--- begin SUPPLIED ENTRIES ---

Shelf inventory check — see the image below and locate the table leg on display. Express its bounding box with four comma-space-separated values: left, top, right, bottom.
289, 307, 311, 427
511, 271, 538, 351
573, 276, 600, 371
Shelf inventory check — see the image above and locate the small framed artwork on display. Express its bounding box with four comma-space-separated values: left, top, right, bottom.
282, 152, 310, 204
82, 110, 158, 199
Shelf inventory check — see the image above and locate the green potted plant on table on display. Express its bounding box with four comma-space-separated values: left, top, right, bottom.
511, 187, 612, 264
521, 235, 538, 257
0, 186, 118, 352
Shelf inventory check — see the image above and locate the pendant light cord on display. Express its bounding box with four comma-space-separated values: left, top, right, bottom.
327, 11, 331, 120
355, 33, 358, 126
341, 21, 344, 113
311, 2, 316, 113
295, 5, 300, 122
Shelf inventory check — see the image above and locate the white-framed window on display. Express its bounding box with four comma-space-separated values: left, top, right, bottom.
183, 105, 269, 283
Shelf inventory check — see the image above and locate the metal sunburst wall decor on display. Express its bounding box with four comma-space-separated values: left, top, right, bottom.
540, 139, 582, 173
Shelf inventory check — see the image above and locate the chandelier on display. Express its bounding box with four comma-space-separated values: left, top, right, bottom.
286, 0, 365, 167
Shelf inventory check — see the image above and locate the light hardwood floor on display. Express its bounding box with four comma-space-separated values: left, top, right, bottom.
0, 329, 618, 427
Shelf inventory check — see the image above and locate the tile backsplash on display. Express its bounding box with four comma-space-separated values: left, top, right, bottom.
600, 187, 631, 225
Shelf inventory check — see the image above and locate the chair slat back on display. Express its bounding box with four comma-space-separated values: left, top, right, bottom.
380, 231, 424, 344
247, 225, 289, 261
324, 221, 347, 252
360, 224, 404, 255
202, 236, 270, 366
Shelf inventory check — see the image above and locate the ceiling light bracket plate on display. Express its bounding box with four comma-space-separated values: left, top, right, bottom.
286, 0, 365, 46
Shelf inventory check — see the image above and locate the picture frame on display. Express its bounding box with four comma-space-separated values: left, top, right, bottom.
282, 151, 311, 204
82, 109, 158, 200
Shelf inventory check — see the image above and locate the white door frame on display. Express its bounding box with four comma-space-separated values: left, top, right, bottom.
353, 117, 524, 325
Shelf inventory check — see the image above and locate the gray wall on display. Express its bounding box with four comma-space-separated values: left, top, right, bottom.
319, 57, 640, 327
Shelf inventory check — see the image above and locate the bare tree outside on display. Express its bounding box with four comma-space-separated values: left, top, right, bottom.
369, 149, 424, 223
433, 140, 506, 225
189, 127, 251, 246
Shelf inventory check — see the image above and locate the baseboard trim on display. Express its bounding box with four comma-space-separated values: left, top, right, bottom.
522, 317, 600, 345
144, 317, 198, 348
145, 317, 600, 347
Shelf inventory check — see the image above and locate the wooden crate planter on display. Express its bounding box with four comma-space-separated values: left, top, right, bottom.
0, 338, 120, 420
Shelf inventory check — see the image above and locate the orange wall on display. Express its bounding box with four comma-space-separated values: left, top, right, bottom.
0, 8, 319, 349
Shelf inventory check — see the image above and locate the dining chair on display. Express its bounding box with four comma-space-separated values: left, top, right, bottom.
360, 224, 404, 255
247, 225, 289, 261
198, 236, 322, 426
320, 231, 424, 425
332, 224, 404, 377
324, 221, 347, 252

--- end SUPPLIED ENTRIES ---

• **EXERCISE GOAL**
Update every one of the records by changing "Shelf inventory check" to "Room inventory check", with all other text left as it is.

• **FINAL ANSWER**
Room inventory check — see the image below and locate the table leg on display. Express its bounding box with four comma-space-separated values: left, top, right, bottom.
289, 307, 311, 427
511, 271, 538, 351
573, 276, 600, 371
Room inventory check — see the image above and locate the small framed artwork on display. Express its bounding box with four comma-space-separated values: left, top, right, bottom.
282, 152, 310, 204
82, 110, 158, 199
Room inventory check — see the image above and locate the green potted plant on table on display. Express its bounding box with four comma-space-separated values: left, top, right, bottom.
511, 187, 612, 264
521, 235, 538, 257
0, 186, 118, 352
Room inventory check — see the image above and locate the pendant light cord on display. Express its bounding box with four comma-space-separated values: left, top, right, bottom.
327, 11, 331, 120
355, 33, 358, 126
341, 21, 344, 113
311, 2, 316, 113
295, 5, 300, 122
Room inventory check — see the image above and locate the white-framed window on display. Express its bounding box with four comma-space-separated values: left, top, right, bottom.
183, 105, 269, 283
Room inventory check — see the image above and locate the metal sunburst wall decor on display. Express its bounding box with four comma-space-separated values: left, top, right, bottom.
540, 139, 582, 173
Room inventory check — see the image above and locate the chandelier on display. Express its bounding box with four comma-space-separated values: left, top, right, bottom.
286, 0, 365, 167
Room inventory check — see the image above and locate the light hardwood floor on display. Express its bounding box with four comma-space-separated values: left, top, right, bottom.
0, 329, 618, 427
Room inventory check — see the image above and locate the tile backsplash on display. Express its bounding box with four comma-space-separated values: left, top, right, bottom.
600, 187, 631, 225
Room inventory check — see the image above and locate the chair slat back on display. Express its bounding box with four comma-space-separated values: left, top, right, bottom.
380, 231, 424, 344
247, 225, 289, 261
324, 221, 347, 252
360, 224, 404, 255
202, 236, 270, 366
Room inventory check — see the image above and locate the ceiling light bracket plate on display. Express its bounding box with four comma-space-separated values: left, top, right, bottom.
286, 0, 365, 46
Room inventory check — see the image above and locate the picture frame on display. Express its bounding box with four comma-space-separated values: left, top, right, bottom.
282, 151, 311, 204
82, 109, 158, 200
Room inventory check — see the image above and locate the white door frame on display. Express its bounding box with four comma-space-separated values: left, top, right, bottom.
353, 117, 524, 325
Room inventory check — see the image above and locate the gray wall on display. Express its bounding box with four comma-space-separated values: left, top, right, bottom.
319, 57, 640, 327
Room inventory check — see the image above and locate the bare tree outside on display. Express its bounding box with four comma-space-separated values: left, top, right, bottom.
369, 149, 424, 223
433, 140, 506, 225
189, 127, 251, 246
Room inventory check — see the image above and locate the baseboard trim on display. Express its bounding box with four comma-space-separated values: left, top, right, bottom.
522, 317, 600, 345
144, 317, 198, 348
145, 317, 600, 347
Room inventory check — see the image above and locate the wooden crate planter on display. Express its bounding box with four comma-space-separated values: left, top, right, bottom.
0, 338, 120, 420
Room inventory check — see the image above and locate the orange wall on display. Express its bounding box with four comma-space-separated values: left, top, right, bottom.
0, 8, 319, 349
Room inventory check — see the image above and locate the dining chair on display. Express its bounding box with four comma-space-separated values: left, top, right, bottom.
360, 224, 404, 255
247, 225, 289, 261
198, 236, 322, 426
320, 231, 424, 425
332, 224, 404, 377
324, 221, 347, 252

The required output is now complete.